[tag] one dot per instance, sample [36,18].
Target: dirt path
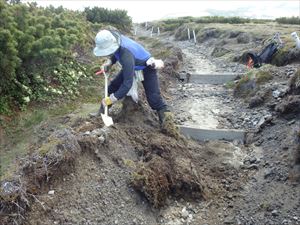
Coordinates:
[212,183]
[268,197]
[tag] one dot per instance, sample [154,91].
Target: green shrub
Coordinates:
[35,42]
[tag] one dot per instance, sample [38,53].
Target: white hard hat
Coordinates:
[106,43]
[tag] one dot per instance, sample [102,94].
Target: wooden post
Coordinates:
[135,31]
[195,40]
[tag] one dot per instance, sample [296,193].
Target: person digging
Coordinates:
[133,57]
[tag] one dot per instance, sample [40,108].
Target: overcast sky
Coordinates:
[141,10]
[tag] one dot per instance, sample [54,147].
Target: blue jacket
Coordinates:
[132,56]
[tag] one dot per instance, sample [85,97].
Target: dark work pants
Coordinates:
[150,84]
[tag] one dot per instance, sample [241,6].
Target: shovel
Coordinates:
[107,120]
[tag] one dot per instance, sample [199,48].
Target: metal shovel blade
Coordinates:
[107,120]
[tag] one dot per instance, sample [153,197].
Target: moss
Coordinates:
[280,58]
[263,76]
[47,147]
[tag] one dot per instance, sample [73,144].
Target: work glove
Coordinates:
[108,101]
[155,63]
[107,65]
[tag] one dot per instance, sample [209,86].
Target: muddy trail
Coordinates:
[132,173]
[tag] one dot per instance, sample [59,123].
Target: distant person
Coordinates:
[132,57]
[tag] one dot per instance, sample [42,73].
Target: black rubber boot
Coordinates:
[162,115]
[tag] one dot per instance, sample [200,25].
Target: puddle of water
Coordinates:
[227,152]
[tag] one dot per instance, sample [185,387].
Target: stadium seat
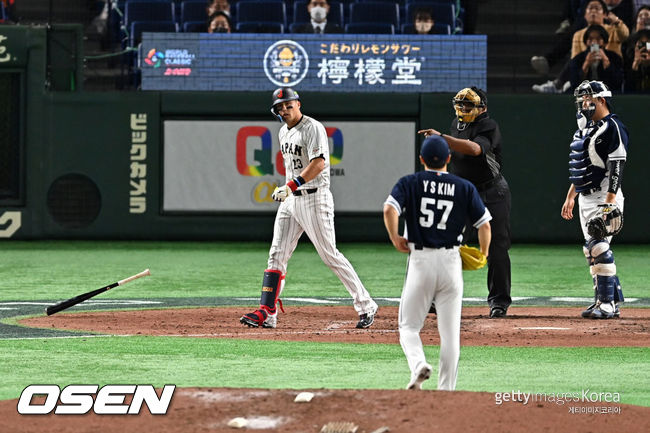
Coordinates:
[370,28]
[261,11]
[148,10]
[443,12]
[375,12]
[442,29]
[137,27]
[195,27]
[193,10]
[259,27]
[301,15]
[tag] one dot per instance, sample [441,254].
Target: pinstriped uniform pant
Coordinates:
[314,215]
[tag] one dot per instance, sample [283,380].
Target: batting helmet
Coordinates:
[284,94]
[472,98]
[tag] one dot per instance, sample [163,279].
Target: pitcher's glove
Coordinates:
[472,257]
[608,221]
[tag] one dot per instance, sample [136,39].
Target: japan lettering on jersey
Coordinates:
[436,205]
[302,143]
[591,148]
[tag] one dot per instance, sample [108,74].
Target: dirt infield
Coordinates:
[210,409]
[523,327]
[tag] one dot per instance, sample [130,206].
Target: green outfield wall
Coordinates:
[84,165]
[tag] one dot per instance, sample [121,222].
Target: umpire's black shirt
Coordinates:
[482,168]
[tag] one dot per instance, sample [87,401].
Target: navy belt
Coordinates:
[300,192]
[488,184]
[421,247]
[591,191]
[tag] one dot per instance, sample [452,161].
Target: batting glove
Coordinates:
[281,193]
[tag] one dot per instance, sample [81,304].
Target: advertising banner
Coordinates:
[326,63]
[233,166]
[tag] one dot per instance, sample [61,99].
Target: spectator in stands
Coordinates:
[637,68]
[219,23]
[596,62]
[595,14]
[624,9]
[642,22]
[318,11]
[218,6]
[423,22]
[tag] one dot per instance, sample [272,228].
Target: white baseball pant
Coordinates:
[314,215]
[433,275]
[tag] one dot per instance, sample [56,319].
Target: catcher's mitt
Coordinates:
[473,258]
[608,221]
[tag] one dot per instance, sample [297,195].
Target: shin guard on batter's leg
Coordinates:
[266,316]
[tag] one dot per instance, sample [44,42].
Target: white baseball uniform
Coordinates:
[310,209]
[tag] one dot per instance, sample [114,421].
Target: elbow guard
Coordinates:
[615,175]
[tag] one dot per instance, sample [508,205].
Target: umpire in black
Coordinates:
[475,141]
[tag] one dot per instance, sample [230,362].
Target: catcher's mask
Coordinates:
[587,91]
[468,103]
[283,94]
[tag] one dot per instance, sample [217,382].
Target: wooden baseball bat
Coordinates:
[77,299]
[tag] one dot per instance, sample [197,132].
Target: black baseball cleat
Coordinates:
[497,312]
[365,321]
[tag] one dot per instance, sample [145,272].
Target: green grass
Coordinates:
[243,363]
[59,269]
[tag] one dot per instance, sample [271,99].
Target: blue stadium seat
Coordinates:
[375,12]
[301,15]
[443,12]
[259,27]
[262,11]
[195,27]
[370,28]
[442,29]
[193,10]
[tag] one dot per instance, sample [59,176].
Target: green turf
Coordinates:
[60,269]
[243,363]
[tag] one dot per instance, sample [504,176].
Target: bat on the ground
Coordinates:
[77,299]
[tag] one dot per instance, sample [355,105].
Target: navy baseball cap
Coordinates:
[434,151]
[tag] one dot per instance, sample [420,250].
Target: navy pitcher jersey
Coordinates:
[436,205]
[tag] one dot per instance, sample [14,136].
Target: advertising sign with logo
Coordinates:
[332,63]
[233,166]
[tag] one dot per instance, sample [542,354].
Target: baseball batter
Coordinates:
[306,206]
[435,205]
[598,154]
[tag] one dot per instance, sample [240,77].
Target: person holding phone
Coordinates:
[637,71]
[596,62]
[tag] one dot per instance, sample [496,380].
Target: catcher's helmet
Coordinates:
[589,90]
[472,98]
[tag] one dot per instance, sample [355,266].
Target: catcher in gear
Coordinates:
[435,206]
[597,156]
[475,141]
[306,206]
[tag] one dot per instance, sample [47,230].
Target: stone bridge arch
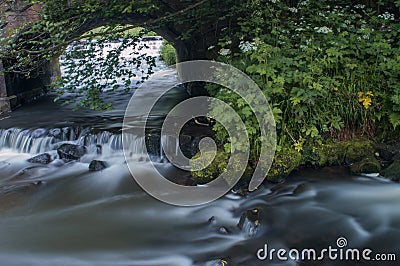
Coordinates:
[16,89]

****

#### Exercise:
Indicate how many lines in the records above contain the word "navy", giving only the number.

#### Written response:
3